#### [Objective]
Reproduce exactly the lines from the one containing "Target: cream slip-on shoe" through the last line of the records below, both included. Leave out any pictures.

(Pointing records)
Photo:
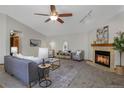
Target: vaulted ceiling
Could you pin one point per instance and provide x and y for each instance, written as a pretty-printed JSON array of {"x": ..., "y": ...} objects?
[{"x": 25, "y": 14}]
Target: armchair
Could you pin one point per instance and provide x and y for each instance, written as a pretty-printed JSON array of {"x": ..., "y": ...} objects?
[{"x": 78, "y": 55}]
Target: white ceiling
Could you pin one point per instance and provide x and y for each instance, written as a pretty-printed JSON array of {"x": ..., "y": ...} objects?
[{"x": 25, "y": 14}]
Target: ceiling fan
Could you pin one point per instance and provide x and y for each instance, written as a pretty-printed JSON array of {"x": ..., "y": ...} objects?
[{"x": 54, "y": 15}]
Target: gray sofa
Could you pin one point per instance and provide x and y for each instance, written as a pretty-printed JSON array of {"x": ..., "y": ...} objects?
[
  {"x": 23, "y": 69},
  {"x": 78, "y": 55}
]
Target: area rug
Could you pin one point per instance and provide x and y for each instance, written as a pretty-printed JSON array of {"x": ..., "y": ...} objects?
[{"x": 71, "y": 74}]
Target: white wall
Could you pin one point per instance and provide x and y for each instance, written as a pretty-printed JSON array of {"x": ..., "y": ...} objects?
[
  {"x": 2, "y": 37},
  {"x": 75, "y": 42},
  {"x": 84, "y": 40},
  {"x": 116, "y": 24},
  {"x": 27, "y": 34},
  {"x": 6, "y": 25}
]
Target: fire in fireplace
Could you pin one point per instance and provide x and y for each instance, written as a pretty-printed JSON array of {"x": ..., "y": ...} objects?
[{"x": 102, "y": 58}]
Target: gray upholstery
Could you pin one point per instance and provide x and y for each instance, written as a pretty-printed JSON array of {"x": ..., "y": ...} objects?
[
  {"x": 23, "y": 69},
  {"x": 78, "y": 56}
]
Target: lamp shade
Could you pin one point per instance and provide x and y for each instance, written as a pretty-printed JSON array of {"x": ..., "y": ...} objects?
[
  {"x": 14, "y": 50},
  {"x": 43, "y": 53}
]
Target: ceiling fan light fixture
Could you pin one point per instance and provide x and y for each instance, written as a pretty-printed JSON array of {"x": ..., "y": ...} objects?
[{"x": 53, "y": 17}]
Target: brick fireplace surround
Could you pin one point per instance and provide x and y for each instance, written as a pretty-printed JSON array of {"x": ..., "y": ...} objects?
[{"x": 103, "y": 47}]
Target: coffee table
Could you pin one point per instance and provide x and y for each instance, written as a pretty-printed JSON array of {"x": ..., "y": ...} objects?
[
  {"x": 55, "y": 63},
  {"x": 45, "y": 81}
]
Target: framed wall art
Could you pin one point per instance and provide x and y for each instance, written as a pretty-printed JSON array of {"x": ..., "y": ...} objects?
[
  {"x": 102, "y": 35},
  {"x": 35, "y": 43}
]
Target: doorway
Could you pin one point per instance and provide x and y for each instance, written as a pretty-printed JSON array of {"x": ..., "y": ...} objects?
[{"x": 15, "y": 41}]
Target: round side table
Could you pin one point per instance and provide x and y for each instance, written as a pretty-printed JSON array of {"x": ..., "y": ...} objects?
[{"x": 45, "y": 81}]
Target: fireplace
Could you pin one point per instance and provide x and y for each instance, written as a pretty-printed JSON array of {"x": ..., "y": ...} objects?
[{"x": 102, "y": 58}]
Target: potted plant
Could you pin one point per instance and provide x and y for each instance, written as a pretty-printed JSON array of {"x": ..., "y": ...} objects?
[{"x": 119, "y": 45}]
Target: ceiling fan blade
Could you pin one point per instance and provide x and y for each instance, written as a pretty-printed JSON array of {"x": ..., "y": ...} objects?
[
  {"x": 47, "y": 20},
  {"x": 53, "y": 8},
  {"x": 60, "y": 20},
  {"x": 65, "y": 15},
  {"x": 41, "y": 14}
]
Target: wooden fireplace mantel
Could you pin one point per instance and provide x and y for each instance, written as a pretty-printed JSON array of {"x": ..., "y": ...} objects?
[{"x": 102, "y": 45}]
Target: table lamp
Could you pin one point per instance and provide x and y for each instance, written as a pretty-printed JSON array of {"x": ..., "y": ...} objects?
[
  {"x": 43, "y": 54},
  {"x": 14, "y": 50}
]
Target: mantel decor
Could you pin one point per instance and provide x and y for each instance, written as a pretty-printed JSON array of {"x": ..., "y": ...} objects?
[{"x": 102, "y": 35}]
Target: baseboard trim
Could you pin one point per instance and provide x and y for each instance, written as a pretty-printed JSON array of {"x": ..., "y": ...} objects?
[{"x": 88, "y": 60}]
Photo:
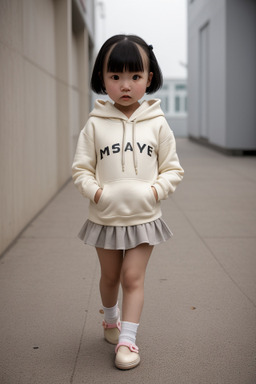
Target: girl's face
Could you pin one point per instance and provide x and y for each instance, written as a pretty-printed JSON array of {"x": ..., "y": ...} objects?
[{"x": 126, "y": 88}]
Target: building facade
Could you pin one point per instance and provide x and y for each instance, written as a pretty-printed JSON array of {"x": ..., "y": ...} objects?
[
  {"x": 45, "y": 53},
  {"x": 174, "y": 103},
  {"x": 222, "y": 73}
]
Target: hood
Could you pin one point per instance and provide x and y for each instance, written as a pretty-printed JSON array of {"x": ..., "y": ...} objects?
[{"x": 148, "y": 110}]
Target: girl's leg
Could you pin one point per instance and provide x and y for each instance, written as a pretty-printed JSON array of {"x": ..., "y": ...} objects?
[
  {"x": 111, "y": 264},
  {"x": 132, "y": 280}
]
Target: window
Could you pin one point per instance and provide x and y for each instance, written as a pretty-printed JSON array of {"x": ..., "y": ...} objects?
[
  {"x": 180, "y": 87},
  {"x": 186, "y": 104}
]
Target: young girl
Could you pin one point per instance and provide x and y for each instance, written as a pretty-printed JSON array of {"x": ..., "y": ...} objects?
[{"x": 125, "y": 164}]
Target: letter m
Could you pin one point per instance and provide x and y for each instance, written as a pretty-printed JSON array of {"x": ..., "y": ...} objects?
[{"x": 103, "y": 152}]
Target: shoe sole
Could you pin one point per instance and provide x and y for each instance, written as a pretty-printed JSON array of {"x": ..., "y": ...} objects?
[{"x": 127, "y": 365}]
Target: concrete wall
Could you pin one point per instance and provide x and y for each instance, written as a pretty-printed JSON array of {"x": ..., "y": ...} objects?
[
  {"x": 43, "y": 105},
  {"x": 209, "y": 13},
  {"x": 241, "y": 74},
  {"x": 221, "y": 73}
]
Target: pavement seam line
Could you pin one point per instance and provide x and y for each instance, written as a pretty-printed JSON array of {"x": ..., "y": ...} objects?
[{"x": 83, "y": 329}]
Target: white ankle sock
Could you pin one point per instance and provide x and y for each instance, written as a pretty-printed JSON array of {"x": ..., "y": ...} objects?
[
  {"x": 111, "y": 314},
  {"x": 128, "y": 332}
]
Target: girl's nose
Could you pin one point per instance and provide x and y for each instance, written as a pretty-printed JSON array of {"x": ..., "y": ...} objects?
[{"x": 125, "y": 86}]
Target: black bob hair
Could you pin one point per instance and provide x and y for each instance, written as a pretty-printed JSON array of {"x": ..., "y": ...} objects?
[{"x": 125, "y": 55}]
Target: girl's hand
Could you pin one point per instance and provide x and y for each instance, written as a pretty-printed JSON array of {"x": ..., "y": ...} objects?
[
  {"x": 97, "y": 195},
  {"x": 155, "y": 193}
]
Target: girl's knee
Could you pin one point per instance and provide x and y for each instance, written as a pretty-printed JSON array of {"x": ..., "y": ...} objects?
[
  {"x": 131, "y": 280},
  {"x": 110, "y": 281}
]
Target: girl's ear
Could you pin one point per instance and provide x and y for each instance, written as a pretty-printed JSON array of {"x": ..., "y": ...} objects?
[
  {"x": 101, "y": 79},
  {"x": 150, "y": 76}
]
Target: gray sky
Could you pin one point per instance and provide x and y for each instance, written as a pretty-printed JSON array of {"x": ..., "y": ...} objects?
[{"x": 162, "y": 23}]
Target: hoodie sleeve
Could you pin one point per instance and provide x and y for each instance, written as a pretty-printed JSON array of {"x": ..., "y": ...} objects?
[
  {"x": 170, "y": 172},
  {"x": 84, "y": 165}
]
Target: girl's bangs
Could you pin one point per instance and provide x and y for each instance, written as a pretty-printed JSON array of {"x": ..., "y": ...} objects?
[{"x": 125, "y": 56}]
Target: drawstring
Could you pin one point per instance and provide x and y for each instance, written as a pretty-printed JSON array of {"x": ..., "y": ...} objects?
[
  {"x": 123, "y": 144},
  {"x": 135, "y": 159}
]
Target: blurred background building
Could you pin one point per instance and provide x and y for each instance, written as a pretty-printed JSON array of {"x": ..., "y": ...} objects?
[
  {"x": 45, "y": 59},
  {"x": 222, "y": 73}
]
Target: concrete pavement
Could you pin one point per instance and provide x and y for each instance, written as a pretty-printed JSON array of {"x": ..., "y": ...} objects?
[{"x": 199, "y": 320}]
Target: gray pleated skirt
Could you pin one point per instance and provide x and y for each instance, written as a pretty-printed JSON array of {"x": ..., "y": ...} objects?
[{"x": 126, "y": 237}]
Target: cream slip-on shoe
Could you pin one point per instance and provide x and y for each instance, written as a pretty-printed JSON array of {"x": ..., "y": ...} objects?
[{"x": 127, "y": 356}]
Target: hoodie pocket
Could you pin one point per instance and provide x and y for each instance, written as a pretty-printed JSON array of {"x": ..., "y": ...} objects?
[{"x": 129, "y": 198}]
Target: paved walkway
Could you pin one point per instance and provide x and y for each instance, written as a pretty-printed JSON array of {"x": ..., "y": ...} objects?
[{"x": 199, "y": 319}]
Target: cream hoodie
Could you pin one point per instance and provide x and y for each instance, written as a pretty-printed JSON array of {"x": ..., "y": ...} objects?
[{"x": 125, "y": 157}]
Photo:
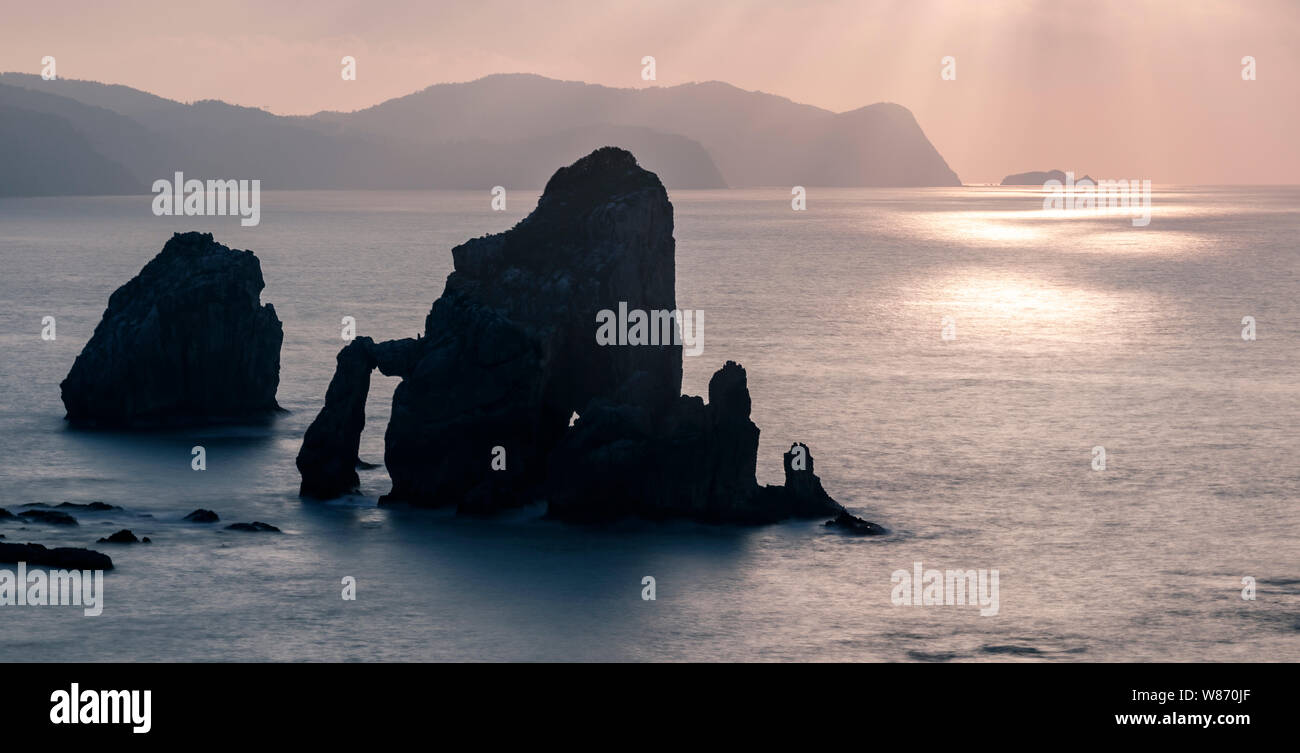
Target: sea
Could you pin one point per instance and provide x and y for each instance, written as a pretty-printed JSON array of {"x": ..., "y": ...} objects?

#### [Solved problem]
Target: cream slip-on shoe
Could you pin one point per instance and provide x and y for each instance, written as a pretty-printed JSON array of {"x": ..., "y": ...} objects?
[{"x": 127, "y": 356}]
Target: hoodie pocket
Could you pin one point per instance and provide x and y for each instance, written as a pretty-printed JSON array of {"x": ..., "y": ...} objects?
[{"x": 129, "y": 198}]
Target: paved walkway
Could you pin one point per instance and provide x and y for each instance, written as a pretty-printed JSON array of {"x": ..., "y": ...} objects?
[{"x": 199, "y": 319}]
Target: cream hoodie
Could you pin one point per instance and provide x and y for each instance, written as a pretty-printed JSON array of {"x": ..., "y": ...} objects?
[{"x": 125, "y": 157}]
Photo:
Target: sea
Could you pin one point per instance and provide x and y for each instance, written as a pretty-printed JSON array of {"x": ..., "y": ...} objects?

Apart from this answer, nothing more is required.